- _PROBLEM TO WORK ON_
Repeat the data below exactly, with every entry included.

Entries taken from a collection:
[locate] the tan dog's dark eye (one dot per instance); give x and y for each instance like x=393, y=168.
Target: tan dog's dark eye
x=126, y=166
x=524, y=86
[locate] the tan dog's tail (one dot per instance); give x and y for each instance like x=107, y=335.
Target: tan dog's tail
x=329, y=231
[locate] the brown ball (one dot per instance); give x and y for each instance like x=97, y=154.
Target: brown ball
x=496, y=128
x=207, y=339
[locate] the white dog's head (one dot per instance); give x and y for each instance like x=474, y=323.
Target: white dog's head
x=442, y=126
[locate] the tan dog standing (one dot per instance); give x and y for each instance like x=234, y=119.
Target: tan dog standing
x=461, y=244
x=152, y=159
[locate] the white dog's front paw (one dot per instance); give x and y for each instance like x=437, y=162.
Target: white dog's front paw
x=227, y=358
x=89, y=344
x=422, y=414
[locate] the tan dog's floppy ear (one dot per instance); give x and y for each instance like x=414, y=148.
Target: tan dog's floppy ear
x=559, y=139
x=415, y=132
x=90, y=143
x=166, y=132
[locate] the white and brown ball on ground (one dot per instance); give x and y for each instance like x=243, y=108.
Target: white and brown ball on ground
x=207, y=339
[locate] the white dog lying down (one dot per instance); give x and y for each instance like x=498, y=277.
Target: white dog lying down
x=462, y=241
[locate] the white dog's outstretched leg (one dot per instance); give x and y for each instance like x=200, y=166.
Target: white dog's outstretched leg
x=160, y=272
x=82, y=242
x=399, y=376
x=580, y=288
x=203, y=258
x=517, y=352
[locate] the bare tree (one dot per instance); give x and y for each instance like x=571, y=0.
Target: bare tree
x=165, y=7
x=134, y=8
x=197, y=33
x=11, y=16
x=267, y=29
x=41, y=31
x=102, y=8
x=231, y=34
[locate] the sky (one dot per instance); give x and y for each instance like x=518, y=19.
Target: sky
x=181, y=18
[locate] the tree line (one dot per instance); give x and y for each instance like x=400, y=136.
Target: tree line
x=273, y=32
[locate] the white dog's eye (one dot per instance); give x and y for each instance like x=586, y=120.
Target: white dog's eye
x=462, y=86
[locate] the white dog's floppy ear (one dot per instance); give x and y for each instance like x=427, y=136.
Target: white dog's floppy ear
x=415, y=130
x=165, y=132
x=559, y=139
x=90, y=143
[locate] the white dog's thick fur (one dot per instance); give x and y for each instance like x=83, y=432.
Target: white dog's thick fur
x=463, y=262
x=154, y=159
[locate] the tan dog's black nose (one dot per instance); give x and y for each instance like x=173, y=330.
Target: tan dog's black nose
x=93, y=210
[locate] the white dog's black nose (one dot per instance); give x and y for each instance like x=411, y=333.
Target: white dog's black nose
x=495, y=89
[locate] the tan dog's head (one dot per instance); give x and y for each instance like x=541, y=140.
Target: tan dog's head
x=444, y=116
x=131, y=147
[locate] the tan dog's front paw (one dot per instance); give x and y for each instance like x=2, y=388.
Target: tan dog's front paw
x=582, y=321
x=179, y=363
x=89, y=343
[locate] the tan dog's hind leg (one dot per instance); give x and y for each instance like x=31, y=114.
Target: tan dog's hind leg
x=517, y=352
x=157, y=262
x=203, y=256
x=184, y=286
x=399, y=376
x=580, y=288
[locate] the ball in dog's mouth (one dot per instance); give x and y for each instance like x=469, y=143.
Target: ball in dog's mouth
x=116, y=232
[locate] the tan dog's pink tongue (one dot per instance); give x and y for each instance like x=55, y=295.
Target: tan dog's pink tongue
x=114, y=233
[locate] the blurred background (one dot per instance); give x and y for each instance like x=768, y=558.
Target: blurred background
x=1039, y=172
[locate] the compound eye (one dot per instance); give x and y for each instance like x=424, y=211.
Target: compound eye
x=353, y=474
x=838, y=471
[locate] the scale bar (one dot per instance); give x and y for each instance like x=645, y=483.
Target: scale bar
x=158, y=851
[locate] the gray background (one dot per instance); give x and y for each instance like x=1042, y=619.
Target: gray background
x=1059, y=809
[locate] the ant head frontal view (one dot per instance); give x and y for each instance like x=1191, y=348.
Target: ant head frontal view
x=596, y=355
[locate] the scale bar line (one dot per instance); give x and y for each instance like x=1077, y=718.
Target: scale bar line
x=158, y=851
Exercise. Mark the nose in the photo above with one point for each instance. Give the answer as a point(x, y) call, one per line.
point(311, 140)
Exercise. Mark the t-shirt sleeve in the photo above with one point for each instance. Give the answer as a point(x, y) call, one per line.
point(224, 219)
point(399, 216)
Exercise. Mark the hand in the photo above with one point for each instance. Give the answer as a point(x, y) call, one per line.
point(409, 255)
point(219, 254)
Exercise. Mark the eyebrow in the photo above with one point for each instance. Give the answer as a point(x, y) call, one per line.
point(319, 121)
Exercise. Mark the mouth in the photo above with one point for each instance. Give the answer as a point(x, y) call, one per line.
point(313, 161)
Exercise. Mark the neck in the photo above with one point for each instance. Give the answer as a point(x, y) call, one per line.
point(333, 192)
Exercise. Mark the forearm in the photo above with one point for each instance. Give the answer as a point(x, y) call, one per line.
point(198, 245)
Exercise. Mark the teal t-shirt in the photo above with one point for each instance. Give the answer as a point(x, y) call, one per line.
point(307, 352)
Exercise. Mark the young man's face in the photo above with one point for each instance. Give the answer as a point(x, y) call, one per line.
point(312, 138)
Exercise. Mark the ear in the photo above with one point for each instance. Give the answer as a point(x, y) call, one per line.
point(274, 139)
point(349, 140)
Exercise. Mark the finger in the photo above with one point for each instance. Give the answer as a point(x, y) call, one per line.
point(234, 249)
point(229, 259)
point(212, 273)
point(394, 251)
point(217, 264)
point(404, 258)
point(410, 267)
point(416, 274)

- _RESPONSE FOR THIS EXERCISE_
[locate] the tan dog's dark eye (one dot per instance); give x and y for each instance like x=393, y=168.
Target: tan dog's dark eye
x=126, y=166
x=524, y=86
[locate] the tan dog's tail (one dot per instance); give x and y for each instance like x=107, y=335.
Target: tan dog's tail
x=329, y=231
[locate] the brown ball (one dot per instance); give x and y for each instance like x=97, y=154.
Target: brown ball
x=496, y=128
x=207, y=339
[locate] the white dog's head (one dot per instance); give x and y for each instance like x=474, y=323.
Target: white dog's head
x=442, y=126
[locate] the tan dog standing (one dot per instance); give x and y for each instance like x=234, y=119.
Target: tan dog standing
x=461, y=244
x=152, y=159
[locate] the white dog's front paw (one dot per instance); give x and y for each instance like x=437, y=162.
Target: white dog's front paw
x=227, y=358
x=89, y=344
x=422, y=414
[locate] the tan dog's floppy ear (one dot per instance); give x and y for each instance like x=414, y=148.
Target: tan dog's floppy ear
x=559, y=139
x=415, y=132
x=90, y=143
x=166, y=132
[locate] the white and brown ball on ground (one dot per instance); give x and y for each instance like x=243, y=108.
Target: white and brown ball on ground
x=207, y=339
[locate] the white dog lying down (one dot per instance); give x and y for each instance like x=498, y=277.
Target: white dog lying down
x=462, y=241
[locate] the white dog's outstretched leg (one dot per instance); give x and y for each instance like x=200, y=166.
Target: white dog's outstretched leg
x=160, y=272
x=82, y=242
x=399, y=376
x=580, y=288
x=203, y=258
x=517, y=352
[locate] the bare tree (one dot per instance); give x and y for each instance like x=571, y=0.
Target: bare tree
x=165, y=7
x=134, y=8
x=197, y=33
x=11, y=16
x=267, y=29
x=41, y=31
x=102, y=8
x=231, y=34
[locate] the sky (one dot per instance); give x and y for each instance like x=518, y=19.
Target: sky
x=181, y=18
[locate] the tree line (one dot per instance); give x and y for each instance like x=400, y=136.
Target: tree line
x=273, y=32
[locate] the white dog's eye (one dot per instance); give x and y for each instance like x=586, y=120.
Target: white dog's eye
x=462, y=86
[locate] the white dog's floppy ear (one dot per instance); give x and y for each instance like x=427, y=136.
Target: white dog's floppy ear
x=415, y=130
x=165, y=132
x=559, y=139
x=90, y=143
[locate] the white dog's thick fur (one dot per instance); give x and y for each instance like x=83, y=432.
Target: white dog's thick fur
x=463, y=262
x=154, y=159
[locate] the tan dog's black nose (one dot per instance); give x and y for each instance like x=173, y=330.
Target: tan dog's black nose
x=93, y=210
[locate] the white dog's black nose (one dot per instance); give x and y for each instance like x=411, y=333.
Target: white dog's black nose
x=495, y=89
[locate] the tan dog's head (one dot per instance); give x and y for each instance like x=541, y=140.
Target: tan dog's head
x=444, y=116
x=131, y=147
[locate] the tan dog's front paw (one dot per instance); give x and y for each instance like x=2, y=388.
Target: tan dog's front paw
x=582, y=321
x=179, y=363
x=89, y=343
[locate] the tan dog's hind leg (one dot per instance); give x and y for each instance like x=31, y=114.
Target: tan dog's hind leg
x=517, y=352
x=157, y=262
x=203, y=256
x=184, y=286
x=399, y=376
x=580, y=288
[locate] the ball in dog's mouth (one dot per instance); give x and y for each instance like x=469, y=143.
Target: ball in dog's mouth
x=116, y=232
[locate] the tan dog's pink tongue (one dot per instance); give x and y for each instance like x=55, y=295.
Target: tan dog's pink tongue
x=114, y=233
[locate] the blurred background (one dot per instance); give x and y for each instance like x=768, y=558.
Target: blurred background
x=1039, y=172
[locate] the compound eye (one dot per instance); give x and y for each instance like x=424, y=211.
Target: compound eye
x=353, y=474
x=838, y=471
[locate] the scale bar (one dot per instance); give x and y for each instance like x=645, y=483.
Target: scale bar
x=158, y=851
[locate] the gray background (one dot per instance); give x and y for each instance like x=1042, y=619.
Target: gray background
x=1059, y=809
[locate] the ant head frontal view (one dot per instance); give x and y for each instance like x=1191, y=348.
Target: ant head frontal view
x=596, y=355
[locate] the scale bar line (one dot per instance); give x and y for each instance like x=1077, y=718.
Target: scale bar line
x=158, y=851
Exercise. Mark the nose in the photo above with one point for each instance. Give the answer as a point(x, y) call, one per line.
point(311, 140)
Exercise. Mark the t-shirt sleeve in the photo above with one point for each instance. Give the answer as a point(x, y) call, one per line.
point(224, 219)
point(399, 216)
Exercise. Mark the hand in the photo above with one point for each instance. Give the answer as a point(x, y) call, one per line.
point(409, 255)
point(219, 254)
Exercise. Mark the eyebrow in the photo above with one point for each instance. Give the answer as a point(x, y) call, one per line.
point(319, 121)
Exercise. Mark the mouth in the photo above with one point for each instance. Give the answer as a point(x, y) call, one per line.
point(313, 161)
Exercise. Mark the neck in the photo above with one point for each instance. Give the answer as a point(x, y) call, one per line.
point(333, 192)
Exercise. Mark the forearm in the photo above with one point for each instance. Give the answer as a point(x, y) call, one per line.
point(198, 245)
Exercise. Mark the teal t-shirt in the photo above with one point for each instance. Give the answer as a point(x, y) call, one per line.
point(307, 352)
Exercise. Mark the young man's face in the photo above with one point for each instance. Give the answer as a point(x, y) call, one per line.
point(312, 138)
Exercise. Mark the ear in the photo above with one point for each instance. Give the answer as a point(x, y) call, one per line.
point(274, 139)
point(349, 140)
Exercise. Mark the finger in the photo above with one point for each instance. Give the answer as a point(x, y) call, one per line.
point(234, 249)
point(229, 259)
point(212, 273)
point(394, 251)
point(217, 264)
point(404, 258)
point(410, 267)
point(416, 274)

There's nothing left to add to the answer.